__WHAT YOU HAVE TO DO__:
Format the lines below, from the line containing "Question: Locate the human" through the line containing "[1035,362,1140,460]", inclusive, as a Markdown table with the columns Row and Text. Row gives each line's number, Text gives the line itself, and blank lines are skipped.

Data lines

%%

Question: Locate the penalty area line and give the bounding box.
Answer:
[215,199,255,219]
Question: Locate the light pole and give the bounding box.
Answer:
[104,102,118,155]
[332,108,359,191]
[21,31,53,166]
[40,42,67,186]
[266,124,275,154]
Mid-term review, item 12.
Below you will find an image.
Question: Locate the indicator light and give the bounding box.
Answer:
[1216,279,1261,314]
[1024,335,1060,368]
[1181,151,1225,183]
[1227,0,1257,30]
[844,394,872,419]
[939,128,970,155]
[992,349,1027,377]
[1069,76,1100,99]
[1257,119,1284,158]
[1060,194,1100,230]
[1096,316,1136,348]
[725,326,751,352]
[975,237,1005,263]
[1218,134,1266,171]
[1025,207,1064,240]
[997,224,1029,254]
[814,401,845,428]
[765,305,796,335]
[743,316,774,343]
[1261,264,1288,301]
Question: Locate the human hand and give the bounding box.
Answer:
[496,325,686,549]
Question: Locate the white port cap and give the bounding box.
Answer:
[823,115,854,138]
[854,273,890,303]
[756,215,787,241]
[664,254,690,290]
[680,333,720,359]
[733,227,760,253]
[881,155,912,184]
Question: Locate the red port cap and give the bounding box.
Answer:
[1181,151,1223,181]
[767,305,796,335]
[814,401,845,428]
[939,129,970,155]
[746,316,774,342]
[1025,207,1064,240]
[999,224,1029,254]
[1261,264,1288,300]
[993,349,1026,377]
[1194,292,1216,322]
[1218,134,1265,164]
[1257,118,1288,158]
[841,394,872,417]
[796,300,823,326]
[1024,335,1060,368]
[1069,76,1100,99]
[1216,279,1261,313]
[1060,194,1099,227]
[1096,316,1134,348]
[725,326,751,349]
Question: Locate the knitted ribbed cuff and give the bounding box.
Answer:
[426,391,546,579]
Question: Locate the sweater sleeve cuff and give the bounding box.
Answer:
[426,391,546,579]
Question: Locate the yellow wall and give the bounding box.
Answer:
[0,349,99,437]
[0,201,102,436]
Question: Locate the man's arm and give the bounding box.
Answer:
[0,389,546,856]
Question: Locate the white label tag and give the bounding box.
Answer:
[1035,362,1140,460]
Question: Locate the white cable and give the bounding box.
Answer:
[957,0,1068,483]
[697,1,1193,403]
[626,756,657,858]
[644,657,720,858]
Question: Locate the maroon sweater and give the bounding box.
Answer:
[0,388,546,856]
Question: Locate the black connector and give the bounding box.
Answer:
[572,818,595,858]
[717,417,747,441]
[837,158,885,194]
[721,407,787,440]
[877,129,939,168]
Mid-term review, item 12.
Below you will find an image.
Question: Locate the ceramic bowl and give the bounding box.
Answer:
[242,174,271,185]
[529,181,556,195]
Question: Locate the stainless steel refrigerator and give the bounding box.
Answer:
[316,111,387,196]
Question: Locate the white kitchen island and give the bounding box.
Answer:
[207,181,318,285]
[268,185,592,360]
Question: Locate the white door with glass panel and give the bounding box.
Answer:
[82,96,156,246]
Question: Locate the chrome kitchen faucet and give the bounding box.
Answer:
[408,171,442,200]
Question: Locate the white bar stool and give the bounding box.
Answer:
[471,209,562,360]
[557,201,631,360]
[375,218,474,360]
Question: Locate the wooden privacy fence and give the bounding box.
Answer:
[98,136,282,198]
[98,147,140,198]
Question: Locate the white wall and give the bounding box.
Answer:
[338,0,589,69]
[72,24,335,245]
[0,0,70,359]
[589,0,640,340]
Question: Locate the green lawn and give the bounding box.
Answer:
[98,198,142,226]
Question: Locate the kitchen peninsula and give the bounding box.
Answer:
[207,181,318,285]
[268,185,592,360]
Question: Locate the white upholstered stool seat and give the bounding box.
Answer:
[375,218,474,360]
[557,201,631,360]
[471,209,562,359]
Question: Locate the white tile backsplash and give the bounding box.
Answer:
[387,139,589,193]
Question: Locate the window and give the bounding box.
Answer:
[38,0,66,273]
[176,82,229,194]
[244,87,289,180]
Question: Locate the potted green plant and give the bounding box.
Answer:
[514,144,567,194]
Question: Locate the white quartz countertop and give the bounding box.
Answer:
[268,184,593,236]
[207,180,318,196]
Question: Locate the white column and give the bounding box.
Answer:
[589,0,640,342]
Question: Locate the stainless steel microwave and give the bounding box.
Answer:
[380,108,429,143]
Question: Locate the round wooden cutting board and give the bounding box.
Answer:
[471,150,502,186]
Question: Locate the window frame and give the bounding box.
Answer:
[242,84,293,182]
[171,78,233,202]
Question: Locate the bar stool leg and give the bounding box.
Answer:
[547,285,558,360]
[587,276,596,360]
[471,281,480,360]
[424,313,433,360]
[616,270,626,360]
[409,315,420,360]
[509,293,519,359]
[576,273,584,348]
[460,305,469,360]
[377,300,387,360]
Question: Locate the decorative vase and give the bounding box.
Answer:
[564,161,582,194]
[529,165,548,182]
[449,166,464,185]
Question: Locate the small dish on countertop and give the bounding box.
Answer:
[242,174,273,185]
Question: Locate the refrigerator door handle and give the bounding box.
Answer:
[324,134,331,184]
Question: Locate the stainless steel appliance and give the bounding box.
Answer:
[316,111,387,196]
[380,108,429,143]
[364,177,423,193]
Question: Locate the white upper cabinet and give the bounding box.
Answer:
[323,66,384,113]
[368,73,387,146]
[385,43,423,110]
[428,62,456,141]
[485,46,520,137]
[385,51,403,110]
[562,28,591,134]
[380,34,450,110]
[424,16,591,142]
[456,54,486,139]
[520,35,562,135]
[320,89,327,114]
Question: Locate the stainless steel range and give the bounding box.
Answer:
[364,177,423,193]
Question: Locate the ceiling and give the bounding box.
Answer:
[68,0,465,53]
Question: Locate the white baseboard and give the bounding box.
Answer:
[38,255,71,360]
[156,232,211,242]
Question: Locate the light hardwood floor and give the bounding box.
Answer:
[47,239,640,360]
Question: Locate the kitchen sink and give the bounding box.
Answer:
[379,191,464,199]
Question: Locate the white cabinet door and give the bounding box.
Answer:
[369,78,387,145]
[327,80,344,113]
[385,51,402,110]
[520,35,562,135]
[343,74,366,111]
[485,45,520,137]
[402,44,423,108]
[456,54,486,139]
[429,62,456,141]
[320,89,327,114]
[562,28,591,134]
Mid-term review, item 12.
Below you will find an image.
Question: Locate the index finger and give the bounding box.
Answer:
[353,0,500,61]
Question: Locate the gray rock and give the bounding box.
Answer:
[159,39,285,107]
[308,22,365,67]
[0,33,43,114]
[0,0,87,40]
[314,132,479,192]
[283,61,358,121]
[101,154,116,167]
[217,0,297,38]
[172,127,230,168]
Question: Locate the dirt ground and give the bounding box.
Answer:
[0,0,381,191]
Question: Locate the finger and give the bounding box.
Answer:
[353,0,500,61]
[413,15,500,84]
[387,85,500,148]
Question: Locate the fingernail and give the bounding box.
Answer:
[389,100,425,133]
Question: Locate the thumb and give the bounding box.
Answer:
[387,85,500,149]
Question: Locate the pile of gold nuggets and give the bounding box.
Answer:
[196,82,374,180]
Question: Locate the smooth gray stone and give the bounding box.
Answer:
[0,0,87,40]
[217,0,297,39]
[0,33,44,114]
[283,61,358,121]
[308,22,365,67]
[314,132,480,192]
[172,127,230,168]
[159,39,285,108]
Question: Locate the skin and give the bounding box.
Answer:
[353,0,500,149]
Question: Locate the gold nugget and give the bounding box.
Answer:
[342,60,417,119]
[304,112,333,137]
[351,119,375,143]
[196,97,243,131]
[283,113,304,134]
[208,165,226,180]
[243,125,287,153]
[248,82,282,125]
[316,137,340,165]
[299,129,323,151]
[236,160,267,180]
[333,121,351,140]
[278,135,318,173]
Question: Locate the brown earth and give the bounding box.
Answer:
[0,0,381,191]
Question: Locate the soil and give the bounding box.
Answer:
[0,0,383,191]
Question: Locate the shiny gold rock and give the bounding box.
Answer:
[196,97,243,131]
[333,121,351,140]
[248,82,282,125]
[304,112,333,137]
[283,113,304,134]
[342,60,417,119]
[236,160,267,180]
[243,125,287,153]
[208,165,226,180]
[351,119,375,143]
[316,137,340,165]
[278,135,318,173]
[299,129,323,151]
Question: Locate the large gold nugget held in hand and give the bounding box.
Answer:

%%

__RESPONSE TO THIS EXERCISE__:
| Row | Text |
|---|---|
| 1 | Question: Locate the human hand and give the bounding box. |
| 2 | Answer: |
| 3 | [496,325,686,549] |
| 4 | Question: Locate the white port cap and give the bounding box. |
| 5 | Answer: |
| 6 | [823,115,854,138] |
| 7 | [854,273,890,303] |
| 8 | [756,215,787,241] |
| 9 | [664,254,690,290] |
| 10 | [680,333,720,359] |
| 11 | [733,227,760,253] |
| 12 | [881,155,912,184] |
| 13 | Question: Locate the red port cap and give the bounding box. |
| 14 | Answer: |
| 15 | [1181,151,1223,181] |
| 16 | [767,305,796,335] |
| 17 | [814,401,845,428] |
| 18 | [939,129,970,155] |
| 19 | [746,316,774,342] |
| 20 | [1025,207,1064,240] |
| 21 | [999,224,1029,254] |
| 22 | [1261,264,1288,300] |
| 23 | [993,349,1026,377] |
| 24 | [1194,292,1216,322] |
| 25 | [1218,134,1265,164] |
| 26 | [1257,118,1288,158] |
| 27 | [841,394,872,417] |
| 28 | [796,300,823,326] |
| 29 | [1024,335,1060,368] |
| 30 | [1069,76,1100,99] |
| 31 | [1216,279,1261,313] |
| 32 | [1060,194,1099,227] |
| 33 | [1096,316,1134,348] |
| 34 | [725,326,751,349] |
| 35 | Question: Locate the knitted ribbed cuff and give the bounding box. |
| 36 | Answer: |
| 37 | [426,391,546,579] |
| 38 | Question: Locate the sweater sleeve cuff and give the bounding box. |
| 39 | Answer: |
| 40 | [426,391,546,579] |
| 41 | Question: Locate the yellow wall and give the bounding box. |
| 42 | Answer: |
| 43 | [0,349,99,437] |
| 44 | [0,201,102,436] |
| 45 | Question: Locate the man's arm and give the bounding box. |
| 46 | Answer: |
| 47 | [0,389,546,856] |
| 48 | Question: Locate the white label tag and give the bounding box. |
| 49 | Answer: |
| 50 | [1035,362,1140,460] |